*** EXCERPTED TEXT Section Begins ***

Thank you, I’m glad you asked. Well, actually, I’m not glad you asked, because now you I have to answer. And I don’t know what to say. I could be gentle with you and tell you that I’m getting better? But that would make you think everything is okay – you’ve heard the magic word “better”. You might miss the tentativeness in my voice and overlook the fact that getting better is a slow process with many obstacles and one which may never reach the goal of being well.
Or should I be diplomatic, but honest and say “I have my ups and downs”? You might not know what to make of that and it may prompt silly questions? Does it hurt? Can you walk? What does the doctor say? Are you on medication? Are you getting enough rest? Are you eating properly? Is somebody looking after you? … Please do not misunderstand me, you are not silly for asking, it’s just you can’t know how to elicit a sensible answer from me. You would like to hear that everything is okay, wouldn’t you? You keep telling me everything is going to be okay. How do you know?
My smart phone said it was Thursday 6 September. We left at dawn (again) to travel from Budapest to Vienna to meet the doctor at 10 am, to let him know that all is not okay. Yesterday I got a clean bandage at the A&E department of the university hospital in Budapest. They struggled to accept that all I wanted was a fresh bandage, that at home (or rather at my brother’s home in Budapest), I couldn’t cope with the volume of bodily fluid my flesh was secreting. And that the day before I had been in Vienna for a check up … and please believe me, I would return there as soon as possible, but in the meantime, I am drowning in the warm liquid frothing out of my wound.

*** EXCERPTED TEXT Section Ends ***

→ EXERCISE INSTRUCTIONS
- a) Say whether each statement agrees with the passage, answering yes or no and quoting the deciding words: (i) The narrator traveled from Budapest to Vienna to see the doctor at 10 am. (ii) The narrator got a clean bandage at a hospital in Vienna. (iii) The narrator is staying at their own home in Budapest.
- b) In the passage, what day and date did the narrator's smart phone show?
- c) Set down the stretch of the passage from "Thank you, I’m" through "of being well.".

*** DATA SUPPLIED Section Begins ***

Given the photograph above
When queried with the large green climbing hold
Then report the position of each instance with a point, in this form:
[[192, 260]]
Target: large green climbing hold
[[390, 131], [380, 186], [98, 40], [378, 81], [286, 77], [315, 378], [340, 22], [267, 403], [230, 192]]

*** DATA SUPPLIED Section Ends ***

→ TASK RESULTS
- a)
(i) Yes: "We left at dawn (again) to travel from Budapest to Vienna to meet the doctor at 10 am"
(ii) No: "Yesterday I got a clean bandage at the A&E department of the university hospital in Budapest."
(iii) No: "at home (or rather at my brother’s home in Budapest)"

- b) Thursday 6 September.

- c)
Thank you, I’m glad you asked. Well, actually, I’m not glad you asked, because now you I have to answer. And I don’t know what to say. I could be gentle with you and tell you that I’m getting better? But that would make you think everything is okay – you’ve heard the magic word “better”. You might miss the tentativeness in my voice and overlook the fact that getting better is a slow process with many obstacles and one which may never reach the goal of being well.